- [PASSAGE]:
________________________
TODO: add screen shot

In home assistant, I'm using two additional plugins: Thermal Comfort (available on the HACS and Mold detection, which take in the information about temperature and humidity and make it more interesting and pointed with respond to water issues. By using monitoring like this, we've been able to pinpoint rooms where there were moisture issues (kitchen!) and add inverventions (fans) and also rule-out rooms which, contrary to the damp inspector's report didn't actually have any issues (the rest of the ground floor).

Water Leaks

Water leak sensors are in the same genre for me, and I have one of these under every sink and tap in the house. Same prices via UK store or China.

Outside Weather

We keep track of outside conditions in a few ways. I'm running a cheap but accurate Bresser weather station, which keeps track of all the important things. You can purchase expensive (like £400) weather stations that are wifi connected, but I can much more easily get data from this device using the RTL433 RF signal which the weather station uses to send information to the "wireless" display. Job done. Al this shows up in Home Assistant pretty seamlessly, and I can track historic weather conditions in Grafana (more on this later).

TBD

I have three projects in the works, which will be a bit more DIY as there aren't good solutions already out there. I'll include details as they are developed, but here are the basic parameters for now:

(1) under-floor earth moisture monitoring

Given the fact that most of our floors are suspended timber over bare earth, my current project in process is to deploy a series of wifi soil moisture sensors under the floors in key locations to test for unexpected water ingress which might damage floor joists. I had to remove all the joists under our front room which were above an cellar, but most joists in the house are still sound, and these are giant hand-hewn oak beams more than a century old. I'm hoping a bit of tech can ensure that I can proactively monitor for broken things that might be unnoticed at first like rainwater guttering but which could cause unexpected and unnecessary damage.

I'm currently looking at using a mesh of https://github.com/rbaron/b-parasite devices for this purpose.

(2) airflow, fans, etc.

We need to, long term, dry out the cellar a bit with some better airflow. I'd like to run a good cross-flow ventilation system, and the most sustainable options would involve air heat recovery and dehumidification. So you draw air into the room with a low-energy fan, dehumidify the incoming air (rather than the room) and extract heat before venting humid air out. You can see a commercial version of this which is sold by VapourFlow with h/t to Pete Ward for recommending them. Their solutions are a bit too expensive for my taste, and they don't interface with DIY home monitoring, so a bit too proprietary for my taste. I'm planning to wire up fans and dehumidifiers in a similar kind of system, but using HA and Node Red as the brains rather than the fan so it can be replaced easily and inexpensively. Research pending, I'll share when I do some prototyping.

I'm also planning on putting the fans in bathroom and kitchen on a sonoff relay so I can track when they're off/on and automatically shut them off when a window is opened (windows have sensors on them too). This saves a bit of energy.
________________________
Records of labeled points
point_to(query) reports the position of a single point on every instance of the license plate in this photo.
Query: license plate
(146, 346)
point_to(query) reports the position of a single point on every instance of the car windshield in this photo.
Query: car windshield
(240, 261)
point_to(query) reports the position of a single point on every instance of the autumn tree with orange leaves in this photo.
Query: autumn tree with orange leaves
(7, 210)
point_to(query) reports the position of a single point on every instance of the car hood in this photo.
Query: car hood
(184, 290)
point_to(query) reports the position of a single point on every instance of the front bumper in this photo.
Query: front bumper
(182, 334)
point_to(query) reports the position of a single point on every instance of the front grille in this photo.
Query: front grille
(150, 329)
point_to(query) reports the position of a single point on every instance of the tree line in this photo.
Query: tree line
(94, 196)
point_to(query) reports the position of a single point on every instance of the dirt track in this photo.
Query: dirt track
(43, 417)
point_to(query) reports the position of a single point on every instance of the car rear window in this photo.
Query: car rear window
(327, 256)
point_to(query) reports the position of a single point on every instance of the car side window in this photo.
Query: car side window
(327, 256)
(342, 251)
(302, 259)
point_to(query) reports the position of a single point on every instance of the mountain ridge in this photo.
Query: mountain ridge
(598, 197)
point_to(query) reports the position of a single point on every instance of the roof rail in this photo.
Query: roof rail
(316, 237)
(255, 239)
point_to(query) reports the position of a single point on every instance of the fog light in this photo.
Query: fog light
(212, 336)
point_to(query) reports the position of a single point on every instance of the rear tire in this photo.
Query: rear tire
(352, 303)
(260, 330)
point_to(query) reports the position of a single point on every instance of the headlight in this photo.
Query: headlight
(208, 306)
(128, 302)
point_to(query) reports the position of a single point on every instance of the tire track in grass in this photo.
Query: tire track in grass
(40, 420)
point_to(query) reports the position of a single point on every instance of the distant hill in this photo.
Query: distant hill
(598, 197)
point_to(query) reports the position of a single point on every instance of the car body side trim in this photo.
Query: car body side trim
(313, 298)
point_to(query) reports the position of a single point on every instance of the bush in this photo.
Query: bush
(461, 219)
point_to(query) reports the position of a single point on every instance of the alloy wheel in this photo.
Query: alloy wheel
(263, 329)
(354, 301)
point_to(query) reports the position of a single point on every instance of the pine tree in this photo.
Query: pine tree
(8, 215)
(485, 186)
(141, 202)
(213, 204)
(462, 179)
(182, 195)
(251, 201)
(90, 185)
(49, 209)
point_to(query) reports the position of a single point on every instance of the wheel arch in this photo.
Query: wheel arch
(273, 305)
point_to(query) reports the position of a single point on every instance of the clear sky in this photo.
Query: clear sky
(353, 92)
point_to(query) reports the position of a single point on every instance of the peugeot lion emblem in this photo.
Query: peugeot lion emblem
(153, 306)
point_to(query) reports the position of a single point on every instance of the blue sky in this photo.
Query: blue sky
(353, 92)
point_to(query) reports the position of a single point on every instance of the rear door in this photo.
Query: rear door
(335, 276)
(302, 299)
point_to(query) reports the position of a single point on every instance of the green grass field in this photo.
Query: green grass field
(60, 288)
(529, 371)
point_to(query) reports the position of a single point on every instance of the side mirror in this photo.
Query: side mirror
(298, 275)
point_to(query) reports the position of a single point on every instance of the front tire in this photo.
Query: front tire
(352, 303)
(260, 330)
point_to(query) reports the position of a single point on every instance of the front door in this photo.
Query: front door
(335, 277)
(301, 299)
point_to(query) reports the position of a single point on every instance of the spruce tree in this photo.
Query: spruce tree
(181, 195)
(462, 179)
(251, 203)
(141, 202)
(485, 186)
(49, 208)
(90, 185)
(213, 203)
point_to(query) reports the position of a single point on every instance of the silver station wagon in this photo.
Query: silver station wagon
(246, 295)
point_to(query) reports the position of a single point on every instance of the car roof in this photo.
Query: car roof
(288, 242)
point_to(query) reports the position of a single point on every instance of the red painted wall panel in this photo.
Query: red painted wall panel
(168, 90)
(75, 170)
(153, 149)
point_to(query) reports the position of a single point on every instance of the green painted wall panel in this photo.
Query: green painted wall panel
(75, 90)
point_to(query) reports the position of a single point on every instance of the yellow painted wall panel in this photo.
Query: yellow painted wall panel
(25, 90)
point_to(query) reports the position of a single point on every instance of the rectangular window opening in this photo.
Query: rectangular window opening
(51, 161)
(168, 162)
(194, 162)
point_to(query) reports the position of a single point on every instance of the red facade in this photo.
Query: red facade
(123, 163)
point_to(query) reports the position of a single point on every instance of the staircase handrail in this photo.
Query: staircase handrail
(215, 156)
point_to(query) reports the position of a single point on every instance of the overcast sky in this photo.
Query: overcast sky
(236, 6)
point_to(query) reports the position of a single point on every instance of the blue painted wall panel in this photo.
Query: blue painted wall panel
________________________
- [WHAT IS ASKED]:
1. Using the home monitoring post, decide whether each statement agrees with it: (a) there is a water leak sensor under every sink and tap in the house; (b) the author uses a £400 wifi-connected weather station; (c) the author intends to buy VapourFlow's system for the cellar. Answer yes or no for each and quote the words that decide it.
2. Carry on the home monitoring post from its last sentence.

- [OUTPUTS IN ORDER]:
1.
(a) Yes: "I have one of these under every sink and tap in the house."
(b) No: "I'm running a cheap but accurate Bresser weather station"
(c) No: "Their solutions are a bit too expensive for my taste"

2.
(3) water flow monitoring and automatic shut-off

One of the key causes of water damage is water leaks, whether a sink or a pipe in a wall. An easy way to detect even invisible leaks is to monitor water flow levels and flag up unexpected flow. So I'm planning on installing flow hall sensors at key points in the plumbing, which I'll connect to ESP32 microprocessors and connect to Home Assistant using ESPHome. There are a ton of good tutorials on using ESP32 devices, which can be had for as little as £4 each if you buy direct from China and they provide a low energy bluetooth + wifi connection to whatever sensor you connect. ESPHome has really painless templates prepared for a whole bunch of devices, nearly anything you could think of actually. Unexpected egress of water will be flagged for inspection. 22mm brass compatible flow sensors run around £8-10 each, so not very expensive. I'm planning to couple these with zigbee-enabled water valves which basically just attach to the top handle of a ball valve. They're around £20 each.

(4) air quality sensors

I've got a few sensors I'll be putting together using ESP32 microprocessors and ESPHome software to measure VoC, CO2 and PM25 particulates. These sensors are super cheap and sensors are not hard to assemble! I'm hoping to install these in places that are adjacent to smoke detectors, which I'm monitoring using RF sniffing (again) on that RTL-SDR device.

Heating

Heat Pump

One of the first upgrades we made to the house was to replace the gas boiler with a heat pump. After a fair bit of research, we settled on a Nibe heat pump. Nibe makes fantastic heat pumps, but their digital connection is pretty disappointing. But the upside of being a hacker is that I can take their great pump and whip up my own monitoring solution that is superior using open source tech.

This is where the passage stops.